### [Exercise goal]
Copy out, word for word, everything from the start of the items below down to and including the line containing "17, 962, 271]]". Omit the pictures.

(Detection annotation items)
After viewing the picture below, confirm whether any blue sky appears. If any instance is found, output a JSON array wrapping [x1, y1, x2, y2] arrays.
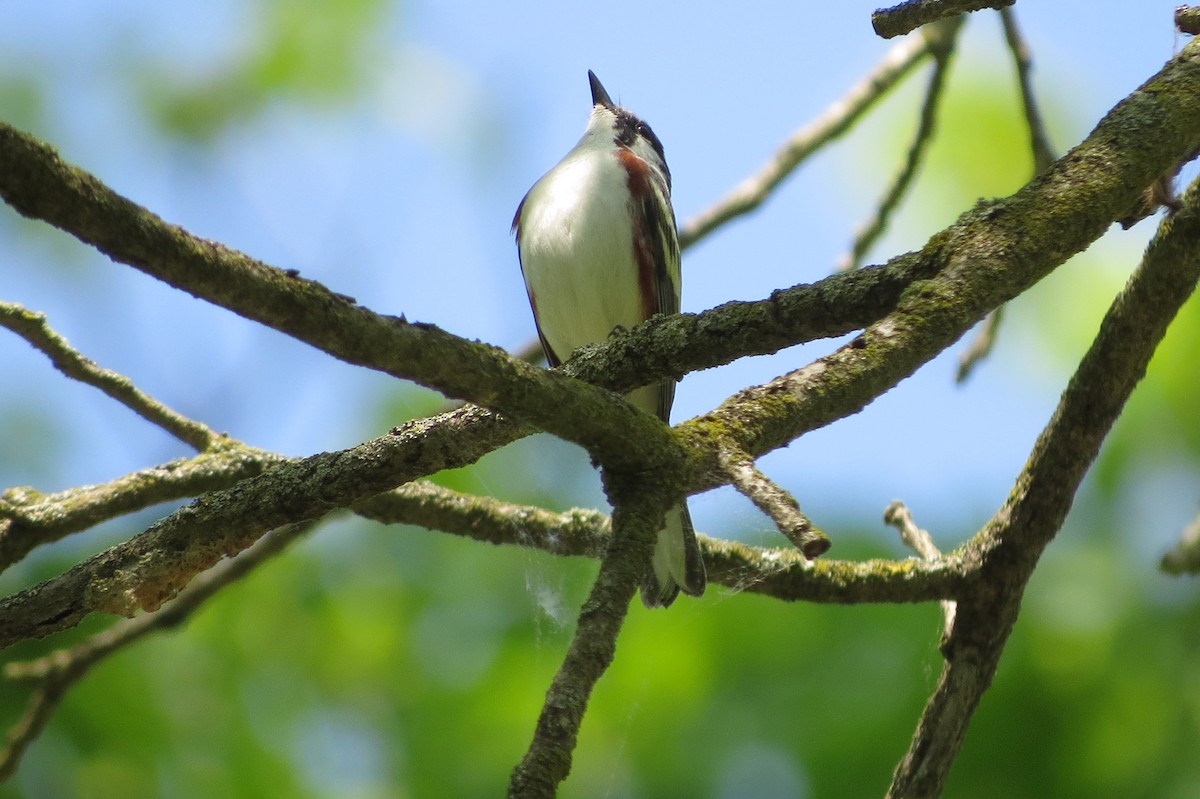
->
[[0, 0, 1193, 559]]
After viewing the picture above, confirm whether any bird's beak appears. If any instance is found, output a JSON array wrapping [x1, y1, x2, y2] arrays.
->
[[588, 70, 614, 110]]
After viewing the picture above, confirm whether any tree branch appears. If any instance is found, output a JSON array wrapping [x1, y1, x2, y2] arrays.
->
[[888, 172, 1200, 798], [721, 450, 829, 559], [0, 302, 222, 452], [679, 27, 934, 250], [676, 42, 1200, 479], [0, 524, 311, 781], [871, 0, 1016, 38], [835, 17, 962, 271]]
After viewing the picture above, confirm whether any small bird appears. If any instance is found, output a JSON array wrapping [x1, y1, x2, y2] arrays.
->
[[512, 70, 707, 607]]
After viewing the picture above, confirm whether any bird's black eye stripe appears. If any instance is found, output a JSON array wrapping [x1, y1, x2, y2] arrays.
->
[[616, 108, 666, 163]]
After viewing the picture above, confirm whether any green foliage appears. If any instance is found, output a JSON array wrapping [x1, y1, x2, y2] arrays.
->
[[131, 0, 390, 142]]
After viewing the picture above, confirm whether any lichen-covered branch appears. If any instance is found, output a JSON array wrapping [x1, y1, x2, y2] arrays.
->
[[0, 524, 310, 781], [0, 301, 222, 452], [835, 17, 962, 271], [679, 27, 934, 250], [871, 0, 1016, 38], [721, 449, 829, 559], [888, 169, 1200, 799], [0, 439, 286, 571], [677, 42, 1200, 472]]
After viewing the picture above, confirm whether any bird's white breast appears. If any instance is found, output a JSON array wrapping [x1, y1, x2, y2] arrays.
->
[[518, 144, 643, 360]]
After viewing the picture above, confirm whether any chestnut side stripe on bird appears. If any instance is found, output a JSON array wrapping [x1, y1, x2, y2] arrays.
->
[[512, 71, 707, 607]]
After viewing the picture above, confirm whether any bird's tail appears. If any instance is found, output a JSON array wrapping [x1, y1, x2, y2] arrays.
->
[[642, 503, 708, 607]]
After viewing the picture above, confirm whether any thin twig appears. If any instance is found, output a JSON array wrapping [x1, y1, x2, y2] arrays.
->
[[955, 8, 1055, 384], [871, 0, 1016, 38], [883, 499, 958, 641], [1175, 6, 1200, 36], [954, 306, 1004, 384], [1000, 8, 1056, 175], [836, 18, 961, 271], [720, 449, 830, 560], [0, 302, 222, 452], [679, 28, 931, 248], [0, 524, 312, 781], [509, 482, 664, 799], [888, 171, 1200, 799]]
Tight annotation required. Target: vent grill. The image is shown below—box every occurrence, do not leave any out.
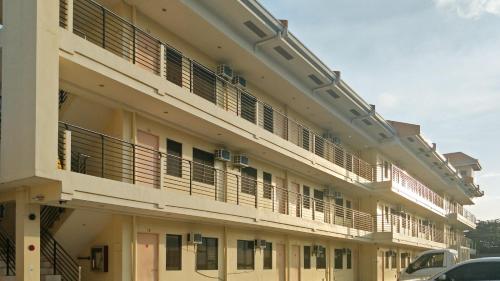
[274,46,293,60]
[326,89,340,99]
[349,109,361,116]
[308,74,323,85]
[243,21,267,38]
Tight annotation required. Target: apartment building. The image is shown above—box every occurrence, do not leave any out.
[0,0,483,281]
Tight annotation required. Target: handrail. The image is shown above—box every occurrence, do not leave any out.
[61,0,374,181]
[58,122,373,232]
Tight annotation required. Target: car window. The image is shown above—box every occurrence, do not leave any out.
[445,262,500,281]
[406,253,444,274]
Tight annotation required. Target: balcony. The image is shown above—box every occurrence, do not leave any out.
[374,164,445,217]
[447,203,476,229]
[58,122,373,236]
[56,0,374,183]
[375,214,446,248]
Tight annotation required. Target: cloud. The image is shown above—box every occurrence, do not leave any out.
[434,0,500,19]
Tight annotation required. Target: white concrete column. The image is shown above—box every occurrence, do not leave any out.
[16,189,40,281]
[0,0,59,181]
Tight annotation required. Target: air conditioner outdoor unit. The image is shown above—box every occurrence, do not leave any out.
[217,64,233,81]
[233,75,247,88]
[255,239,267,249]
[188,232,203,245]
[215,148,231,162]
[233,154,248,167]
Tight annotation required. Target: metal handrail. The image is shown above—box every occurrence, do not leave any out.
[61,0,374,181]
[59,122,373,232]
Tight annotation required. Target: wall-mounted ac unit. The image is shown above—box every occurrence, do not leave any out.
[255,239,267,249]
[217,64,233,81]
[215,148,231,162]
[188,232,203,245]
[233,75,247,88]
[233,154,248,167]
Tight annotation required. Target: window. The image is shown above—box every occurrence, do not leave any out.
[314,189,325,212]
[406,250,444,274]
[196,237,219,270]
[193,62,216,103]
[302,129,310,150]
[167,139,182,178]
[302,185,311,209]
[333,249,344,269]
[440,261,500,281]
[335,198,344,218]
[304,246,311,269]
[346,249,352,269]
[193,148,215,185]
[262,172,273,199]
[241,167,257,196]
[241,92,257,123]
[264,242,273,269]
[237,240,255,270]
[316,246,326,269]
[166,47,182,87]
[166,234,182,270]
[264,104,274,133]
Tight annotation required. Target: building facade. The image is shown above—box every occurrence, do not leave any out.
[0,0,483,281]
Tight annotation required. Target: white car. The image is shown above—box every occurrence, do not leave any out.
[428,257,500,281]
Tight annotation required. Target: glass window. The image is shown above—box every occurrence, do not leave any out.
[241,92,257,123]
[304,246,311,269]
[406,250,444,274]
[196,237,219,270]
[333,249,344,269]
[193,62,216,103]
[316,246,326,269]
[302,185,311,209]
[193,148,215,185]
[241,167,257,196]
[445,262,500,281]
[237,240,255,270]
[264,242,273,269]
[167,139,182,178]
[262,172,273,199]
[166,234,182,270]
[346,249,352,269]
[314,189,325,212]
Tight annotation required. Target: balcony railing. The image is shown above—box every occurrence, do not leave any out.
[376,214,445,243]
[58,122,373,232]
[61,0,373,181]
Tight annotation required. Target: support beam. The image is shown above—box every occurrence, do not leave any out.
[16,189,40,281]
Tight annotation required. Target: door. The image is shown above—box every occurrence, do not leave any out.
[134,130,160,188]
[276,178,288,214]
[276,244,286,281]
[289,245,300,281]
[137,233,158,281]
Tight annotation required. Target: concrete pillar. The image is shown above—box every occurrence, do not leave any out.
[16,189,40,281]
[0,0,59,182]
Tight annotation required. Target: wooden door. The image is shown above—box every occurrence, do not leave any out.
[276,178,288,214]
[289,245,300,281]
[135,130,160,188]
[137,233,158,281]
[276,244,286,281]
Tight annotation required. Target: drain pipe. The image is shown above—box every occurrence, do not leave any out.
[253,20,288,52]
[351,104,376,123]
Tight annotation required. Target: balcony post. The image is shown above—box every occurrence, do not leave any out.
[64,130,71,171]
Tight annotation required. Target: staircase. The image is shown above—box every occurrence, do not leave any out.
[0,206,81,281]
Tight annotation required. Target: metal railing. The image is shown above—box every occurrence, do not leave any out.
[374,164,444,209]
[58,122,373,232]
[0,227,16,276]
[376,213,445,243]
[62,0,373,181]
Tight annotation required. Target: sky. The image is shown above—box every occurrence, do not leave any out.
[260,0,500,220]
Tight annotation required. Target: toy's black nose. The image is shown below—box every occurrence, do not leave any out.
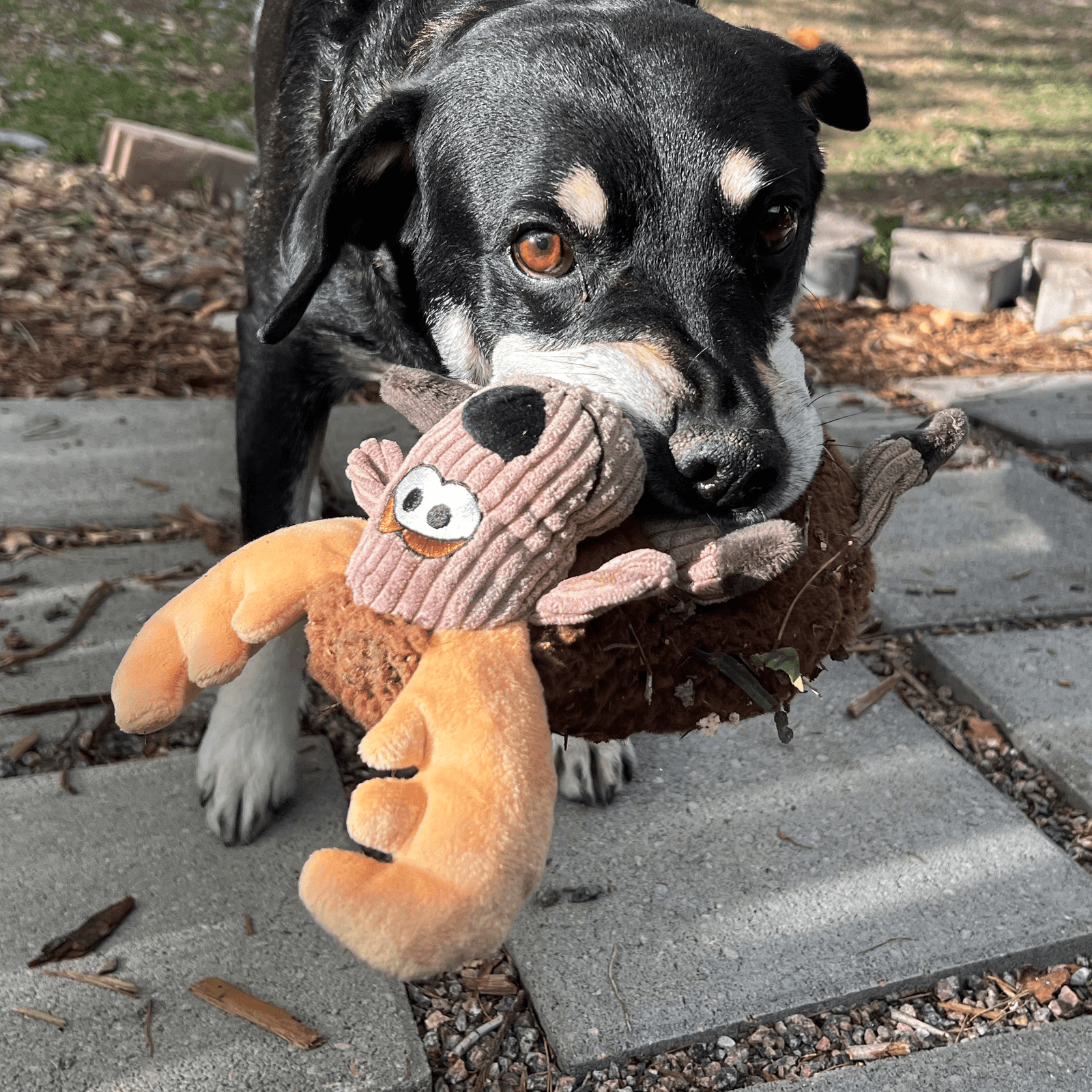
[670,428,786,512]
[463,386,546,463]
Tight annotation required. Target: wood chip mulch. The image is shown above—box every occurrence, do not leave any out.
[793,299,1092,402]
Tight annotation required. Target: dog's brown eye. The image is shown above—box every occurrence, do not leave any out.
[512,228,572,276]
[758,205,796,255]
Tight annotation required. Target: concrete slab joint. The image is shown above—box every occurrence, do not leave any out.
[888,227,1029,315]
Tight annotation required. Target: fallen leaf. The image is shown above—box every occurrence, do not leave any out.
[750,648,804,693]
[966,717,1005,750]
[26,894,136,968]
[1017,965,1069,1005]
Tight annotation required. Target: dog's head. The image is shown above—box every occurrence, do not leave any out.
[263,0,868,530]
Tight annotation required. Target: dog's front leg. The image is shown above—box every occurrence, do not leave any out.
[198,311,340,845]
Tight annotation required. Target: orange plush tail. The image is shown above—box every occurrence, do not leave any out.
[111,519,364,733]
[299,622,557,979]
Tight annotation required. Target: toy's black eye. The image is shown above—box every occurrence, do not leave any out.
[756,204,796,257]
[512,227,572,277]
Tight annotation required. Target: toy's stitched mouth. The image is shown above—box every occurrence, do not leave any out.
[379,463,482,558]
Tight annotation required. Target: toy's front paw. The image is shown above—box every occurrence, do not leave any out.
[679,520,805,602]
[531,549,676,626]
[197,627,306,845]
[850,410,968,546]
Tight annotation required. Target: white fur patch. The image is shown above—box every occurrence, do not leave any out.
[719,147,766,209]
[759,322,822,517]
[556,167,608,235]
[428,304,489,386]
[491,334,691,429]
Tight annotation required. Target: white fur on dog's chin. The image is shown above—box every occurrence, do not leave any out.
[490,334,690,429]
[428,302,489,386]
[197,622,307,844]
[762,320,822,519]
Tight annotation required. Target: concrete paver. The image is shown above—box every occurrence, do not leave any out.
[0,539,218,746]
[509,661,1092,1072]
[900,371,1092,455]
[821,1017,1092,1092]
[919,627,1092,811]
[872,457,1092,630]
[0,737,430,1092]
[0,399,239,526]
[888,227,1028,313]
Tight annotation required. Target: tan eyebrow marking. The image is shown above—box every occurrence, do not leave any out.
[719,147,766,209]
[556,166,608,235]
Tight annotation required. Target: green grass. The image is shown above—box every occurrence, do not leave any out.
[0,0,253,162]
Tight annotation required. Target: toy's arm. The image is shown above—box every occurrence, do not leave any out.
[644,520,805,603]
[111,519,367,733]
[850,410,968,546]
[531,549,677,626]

### [Response to the exercise]
After viewing the picture below, confirm whether any blue sky appears. If any instance is found, output a JSON array wrapping [x1, y1, x2, y2] arrays.
->
[[0, 0, 1193, 559]]
After viewing the picture above, confirm whether any bird's beak appears. If any instance is found, output a JSON array wrapping [x1, y1, x2, y2] arrays.
->
[[588, 70, 614, 110]]
After viewing the picture above, confirm whether any tree branch appears. If any instance is found, output a JSON array wrapping [x1, y1, x2, y2] arrays.
->
[[888, 172, 1200, 798], [721, 450, 829, 559], [0, 302, 222, 452], [679, 27, 934, 250], [676, 42, 1200, 479], [0, 524, 311, 781], [871, 0, 1016, 38], [835, 17, 962, 271]]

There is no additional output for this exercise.